DIRECTIONS FOR THIS TASK —
Copy the records below line for line, changing nothing.

(Records from a data collection)
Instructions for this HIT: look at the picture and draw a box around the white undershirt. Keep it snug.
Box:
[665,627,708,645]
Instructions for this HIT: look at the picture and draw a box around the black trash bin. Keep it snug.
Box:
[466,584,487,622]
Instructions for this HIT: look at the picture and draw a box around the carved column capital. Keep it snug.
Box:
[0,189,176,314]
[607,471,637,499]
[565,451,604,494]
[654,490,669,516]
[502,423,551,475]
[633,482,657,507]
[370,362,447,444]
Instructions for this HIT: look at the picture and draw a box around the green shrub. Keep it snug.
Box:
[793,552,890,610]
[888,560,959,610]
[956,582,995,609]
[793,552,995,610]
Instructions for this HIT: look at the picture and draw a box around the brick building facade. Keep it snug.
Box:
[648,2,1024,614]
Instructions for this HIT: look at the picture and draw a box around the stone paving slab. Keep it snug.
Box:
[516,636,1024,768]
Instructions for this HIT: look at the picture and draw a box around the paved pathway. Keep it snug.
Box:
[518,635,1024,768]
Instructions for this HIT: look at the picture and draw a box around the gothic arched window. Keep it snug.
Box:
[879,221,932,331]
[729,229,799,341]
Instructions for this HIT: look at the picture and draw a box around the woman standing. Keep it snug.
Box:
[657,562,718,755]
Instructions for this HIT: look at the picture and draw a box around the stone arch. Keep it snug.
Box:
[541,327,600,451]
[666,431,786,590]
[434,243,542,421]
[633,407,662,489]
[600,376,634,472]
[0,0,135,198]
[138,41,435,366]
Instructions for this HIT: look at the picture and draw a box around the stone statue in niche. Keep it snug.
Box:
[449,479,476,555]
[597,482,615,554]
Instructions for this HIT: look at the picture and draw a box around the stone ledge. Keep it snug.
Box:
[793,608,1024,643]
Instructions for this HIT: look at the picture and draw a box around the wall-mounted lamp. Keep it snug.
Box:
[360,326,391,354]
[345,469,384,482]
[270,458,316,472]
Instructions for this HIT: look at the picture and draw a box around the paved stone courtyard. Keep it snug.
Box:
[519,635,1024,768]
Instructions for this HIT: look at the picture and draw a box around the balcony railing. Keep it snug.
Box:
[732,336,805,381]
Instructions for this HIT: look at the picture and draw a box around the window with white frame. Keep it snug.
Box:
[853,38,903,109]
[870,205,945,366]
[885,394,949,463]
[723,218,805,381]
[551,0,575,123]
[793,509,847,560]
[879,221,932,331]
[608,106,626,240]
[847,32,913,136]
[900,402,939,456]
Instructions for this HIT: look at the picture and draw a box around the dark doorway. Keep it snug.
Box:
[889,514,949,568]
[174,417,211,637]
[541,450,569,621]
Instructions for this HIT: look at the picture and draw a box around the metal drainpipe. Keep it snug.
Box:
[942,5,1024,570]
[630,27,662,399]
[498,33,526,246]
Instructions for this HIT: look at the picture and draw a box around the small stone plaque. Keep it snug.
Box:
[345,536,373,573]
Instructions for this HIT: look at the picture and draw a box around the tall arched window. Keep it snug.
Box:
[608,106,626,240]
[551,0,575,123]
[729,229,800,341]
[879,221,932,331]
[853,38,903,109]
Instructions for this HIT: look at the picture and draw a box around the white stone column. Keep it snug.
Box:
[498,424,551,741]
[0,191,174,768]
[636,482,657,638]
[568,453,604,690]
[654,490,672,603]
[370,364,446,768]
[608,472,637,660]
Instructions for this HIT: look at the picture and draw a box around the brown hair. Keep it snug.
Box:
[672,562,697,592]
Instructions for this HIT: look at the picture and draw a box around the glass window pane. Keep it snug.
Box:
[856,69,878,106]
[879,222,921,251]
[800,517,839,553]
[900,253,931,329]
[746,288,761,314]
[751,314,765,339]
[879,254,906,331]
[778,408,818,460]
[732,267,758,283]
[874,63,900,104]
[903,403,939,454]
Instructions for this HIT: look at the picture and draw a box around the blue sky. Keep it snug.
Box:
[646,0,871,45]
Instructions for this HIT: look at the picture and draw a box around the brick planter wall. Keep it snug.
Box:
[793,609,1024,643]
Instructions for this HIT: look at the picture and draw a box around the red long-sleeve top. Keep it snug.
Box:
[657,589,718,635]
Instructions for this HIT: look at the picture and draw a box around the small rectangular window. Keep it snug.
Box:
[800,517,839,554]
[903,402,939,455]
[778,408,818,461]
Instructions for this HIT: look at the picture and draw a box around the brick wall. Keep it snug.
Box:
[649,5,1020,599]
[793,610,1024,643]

EXERCISE RESPONSE —
Instructions for this HIT: look at the picture and draw a box around the white undershirt. Keep it snug.
Box:
[665,627,708,645]
Instructions for this HIT: look at the picture and draw a box around the black trash bin. Keep it snug.
Box:
[466,584,487,622]
Instructions for this HIT: look at the picture and draw a box around the carved column capital. Keep it snug.
Box:
[0,189,176,314]
[607,471,637,499]
[565,451,604,494]
[654,490,669,516]
[502,423,551,475]
[633,482,657,507]
[370,362,447,444]
Instructions for this HIT: look at the picture and draw a box around the green shrub. Keep it snug.
Box:
[793,552,890,610]
[888,560,959,610]
[956,582,995,609]
[793,552,995,610]
Instructions for this HIT: look at the picture and draw a box around the brick building facade. Keep it snug.
Box:
[648,2,1024,614]
Instructions for this HIT: look at the picture and draw a box around the stone paving slab. Keep it snug.
Box:
[516,636,1024,768]
Instructions for this HIT: look at the picture and draw a box around the paved pathway. Keep it snug.
Box:
[518,635,1024,768]
Instructions for this HIT: look at the picture and draw a box around the gothic arched window. Keep it snug.
Box:
[879,221,932,331]
[729,229,799,341]
Instructions for this HIT: look at the picture and draw a box around the woman standing. Keep it snug.
Box:
[657,562,718,755]
Instructions for this HIT: look at the picture and draw a box around the stone arch. Keep it snug.
Box:
[541,327,600,451]
[666,431,786,590]
[434,243,542,421]
[633,407,662,489]
[600,376,634,472]
[0,0,135,198]
[138,41,435,366]
Instructions for this HIT: look at the picture and draw a box around the stone statue in niche. Keep it snug.
Box:
[449,479,476,555]
[597,482,615,554]
Instructions for this HIT: look at the picture and draw a box around the stone ledge. Keep it snug.
Box:
[793,608,1024,643]
Instructions for this HIT: look at the picture and draw a box around the wall-mounted lamp. Keep it snug.
Box:
[360,326,391,354]
[345,469,384,482]
[270,458,316,472]
Instructions for this HIT: look at the picture and draw a box around the paved stone courtyard. Keep it snug.
Box:
[519,635,1024,768]
Instructions for this HIT: look at the picture and draw a box around the balcony railing. Keep it snug.
Box:
[732,336,805,381]
Instructions for this HIT: look at the picture and draw a box around the window with white frame. Keep it snug.
Box:
[853,38,903,109]
[870,205,945,366]
[885,394,949,463]
[723,218,805,381]
[551,0,575,123]
[793,509,847,560]
[879,221,932,331]
[608,106,626,240]
[847,32,913,136]
[900,402,939,456]
Instructions for this HIT: look at the picture and draw a box around the dark doorway. Keep it snug.
Box:
[889,514,949,568]
[174,417,211,637]
[541,450,569,621]
Instructions for this HIT: look at the picture and draw a box around the metal drainpipe. Keep it snug.
Box:
[942,5,1024,570]
[630,27,662,399]
[498,33,526,246]
Instructions for this HIT: look at the picture and draw a box around the small stone plaque. Keep it snug.
Box:
[345,536,373,573]
Instructions for this HIT: look at the picture and draw a box around the tall arched window. Keep it snug.
Box:
[608,106,626,240]
[551,0,575,123]
[729,229,800,341]
[879,221,932,331]
[853,38,903,109]
Instructions for this HIT: look at the picture and draw a box around the white stone column. Keep it snug.
Box:
[498,424,551,741]
[0,191,174,768]
[636,482,657,638]
[568,453,604,690]
[654,490,672,603]
[370,364,446,768]
[608,472,637,660]
Instructions for this HIT: look at the picture and draw a box around the brown hair. Keep it snug.
Box:
[672,562,697,592]
Instructions for this HIT: look at the picture and draw a box around the glass window pane. Keep it snug.
Box:
[856,69,878,106]
[879,222,921,251]
[800,517,839,553]
[900,253,931,329]
[746,288,761,314]
[751,314,765,339]
[879,254,906,331]
[778,408,818,460]
[732,267,758,283]
[874,63,900,104]
[903,403,939,454]
Instructions for this HIT: look at the picture and draw a box around the blue sky. Keep it snug.
Box:
[646,0,871,45]
Instructions for this HIT: look at the picture and draw a box around the brick planter wall. Keep it snug.
Box:
[793,609,1024,643]
Instructions for this HIT: look at the picture and draw a box around the red long-sleeve top. Keep it snug.
Box:
[657,589,718,635]
Instructions for this HIT: look at the picture and draw a box around the small rectangular window. Keep it snug.
Box:
[800,517,839,554]
[903,402,939,455]
[778,408,818,461]
Instructions for this HIT: look at the picture and draw a box around the brick wall. Keep it snug.
Box:
[649,5,1020,599]
[793,610,1024,643]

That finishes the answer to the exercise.